── Data provided
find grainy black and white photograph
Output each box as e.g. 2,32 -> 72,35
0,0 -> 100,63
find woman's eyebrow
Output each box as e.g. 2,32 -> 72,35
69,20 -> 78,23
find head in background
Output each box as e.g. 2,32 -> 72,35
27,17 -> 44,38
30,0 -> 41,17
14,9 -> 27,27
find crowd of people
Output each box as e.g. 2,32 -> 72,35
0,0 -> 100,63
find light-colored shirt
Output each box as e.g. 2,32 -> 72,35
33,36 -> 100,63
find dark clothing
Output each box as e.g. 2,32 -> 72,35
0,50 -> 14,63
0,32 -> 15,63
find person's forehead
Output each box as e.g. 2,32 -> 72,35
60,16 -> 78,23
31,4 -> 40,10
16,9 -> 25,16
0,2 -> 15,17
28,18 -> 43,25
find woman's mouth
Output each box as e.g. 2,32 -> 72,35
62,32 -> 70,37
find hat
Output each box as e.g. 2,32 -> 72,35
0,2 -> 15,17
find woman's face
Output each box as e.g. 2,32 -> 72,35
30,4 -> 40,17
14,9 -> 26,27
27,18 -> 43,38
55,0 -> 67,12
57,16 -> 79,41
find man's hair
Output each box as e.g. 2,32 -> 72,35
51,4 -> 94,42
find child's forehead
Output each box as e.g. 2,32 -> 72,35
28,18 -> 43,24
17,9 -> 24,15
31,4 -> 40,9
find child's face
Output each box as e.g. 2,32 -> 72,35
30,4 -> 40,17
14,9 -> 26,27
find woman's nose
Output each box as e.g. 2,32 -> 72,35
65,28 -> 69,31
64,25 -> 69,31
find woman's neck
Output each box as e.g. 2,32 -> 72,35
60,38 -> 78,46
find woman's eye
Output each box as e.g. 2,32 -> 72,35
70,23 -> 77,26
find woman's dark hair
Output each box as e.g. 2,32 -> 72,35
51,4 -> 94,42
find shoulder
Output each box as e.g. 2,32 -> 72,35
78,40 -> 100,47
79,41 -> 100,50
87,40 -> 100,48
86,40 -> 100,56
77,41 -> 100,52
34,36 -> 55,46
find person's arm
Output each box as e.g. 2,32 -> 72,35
────
:: Work task ::
Would you print each line of the material exactly?

:: Exercise result ::
find grainy black and white photograph
Output each box as e.g. 2,32 -> 72,35
0,0 -> 100,63
find woman's eyebrow
Output each box as e.g. 2,32 -> 72,35
69,20 -> 78,23
find head in background
Output each box as e.g. 2,32 -> 72,35
27,17 -> 44,38
30,0 -> 41,17
14,9 -> 27,27
find crowd of people
Output each box as e.g. 2,32 -> 72,35
0,0 -> 100,63
find light-colored shirt
Output each box as e.g. 2,32 -> 72,35
33,36 -> 100,63
find dark clothing
Output each box as e.g. 2,32 -> 72,35
0,50 -> 14,63
0,32 -> 15,63
find person's forehead
Output each box as e.g. 2,32 -> 72,35
60,16 -> 78,23
31,4 -> 40,10
16,9 -> 25,16
0,2 -> 15,17
28,18 -> 43,25
find woman's mouth
Output each box as e.g. 2,32 -> 72,35
62,32 -> 70,37
find hat
Output each box as e.g. 2,32 -> 72,35
0,2 -> 15,17
find woman's face
Output each box as e.g. 2,32 -> 72,35
30,4 -> 40,17
14,9 -> 26,27
27,18 -> 43,38
55,0 -> 67,12
57,16 -> 79,41
find man's hair
Output each box as e.g. 2,32 -> 72,35
51,4 -> 94,42
find child's forehead
Output each box as e.g. 2,32 -> 72,35
28,18 -> 43,24
17,9 -> 24,15
31,4 -> 40,9
find child's face
Output each box as e.g. 2,32 -> 72,35
30,4 -> 40,17
14,9 -> 26,27
find woman's nose
Output each box as e.g. 2,32 -> 72,35
65,28 -> 69,31
64,25 -> 69,31
find woman's neck
Output each box as e.g. 2,32 -> 72,35
60,38 -> 78,46
find woman's eye
Output each box as e.g. 2,32 -> 72,35
70,23 -> 77,26
find woman's dark hair
Output each box as e.g. 2,32 -> 72,35
51,4 -> 94,42
find shoulder
Output each box as e.g. 2,32 -> 72,35
78,40 -> 100,47
79,41 -> 100,50
87,40 -> 100,48
86,40 -> 100,56
77,41 -> 100,52
34,36 -> 55,46
find person's arm
Output each box as e.g. 2,32 -> 72,35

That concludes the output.